Document:
□ □ □ □

What Is My Coffee Shop Worth?
TLDR: Coffee shops typically sell for 1.8x to 4.3x EBITDA, with SDE multiples ranging from 1.4x to 2.9x. With a national median asking price of $325,000 and median SDE of $137,100, valuations vary significantly based on revenue consistency, owner involvement, lease terms, and brand strength. Here's how buyers actually assess your shop's value.
Understanding SDE (Seller Discretionary Earnings)
If you've ever looked up what coffee shops sell for, you've probably seen prices listed as a multiple of "SDE" — Seller Discretionary Earnings. This is the starting point most owners and business brokers use, and it's a reasonable place to begin understanding your shop's financial story.
SDE represents what the business earns for a single working owner-operator. You calculate it by taking your net income and adding back your own salary, personal benefits, one-time expenses, depreciation, and any non-cash charges. The idea is to show the total economic benefit the business provides to someone who both owns and works in it.
For a coffee shop doing $137,100 in annual SDE (the national median), an SDE multiple of 2.0x would suggest a rough asking price around $274,200. A multiple of 2.9x would put you closer to $397,590.

□ □ □ □

Excerpted data:

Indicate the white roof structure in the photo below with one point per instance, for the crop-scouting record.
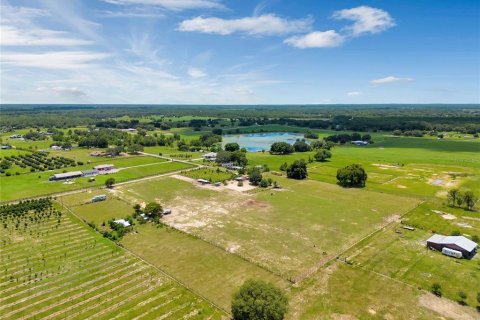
(68, 174)
(103, 166)
(460, 241)
(210, 155)
(123, 222)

□ □ □ □

Problem description:
Please continue the coffee shop valuation article from its final sentence.

Output for this exercise:
It's a practical, widely used number — and a helpful bridge between what you've built and what a buyer is evaluating. But there's an important distinction: SDE is most accurate when there's one owner running the business. If your shop runs without you, or a buyer intends to hire a manager rather than operate it themselves, the calculation shifts.
Brokers commonly use SDE as a starting point, but it's less standardized than EBITDA. Buyers and lenders — especially those financing acquisitions through the SBA — will typically recast your financials using EBITDA before making a final offer.
Understanding EBITDA
EBITDA stands for Earnings Before Interest, Taxes, Depreciation, and Amortization. It's the metric that serious acquirers, private equity groups, and lenders use to evaluate any business — coffee shops included.
Where SDE adds back the owner's compensation entirely, EBITDA adds back interest, taxes, depreciation, and amortization, but replaces the owner's compensation with a market-rate manager salary. This matters because a buyer financing the purchase needs to know what the business earns assuming professional management — not what it earns assuming the owner is working the counter six days a week.
If your coffee shop does $137,100 in SDE but you're paying yourself $65,000 a year, a buyer might estimate EBITDA at roughly $72,000 to $80,000 after normalizing for a manager. That's a meaningful difference — and it's why EBITDA multiples and SDE multiples for the same business can look very different on paper.
Regalis Capital note: This distinction is one of the most common sources of confusion for coffee shop sellers. If you're trying to estimate your value using SDE but a buyer is pricing using EBITDA, you may be comparing apples to oranges — and walking away from a deal that was actually fair.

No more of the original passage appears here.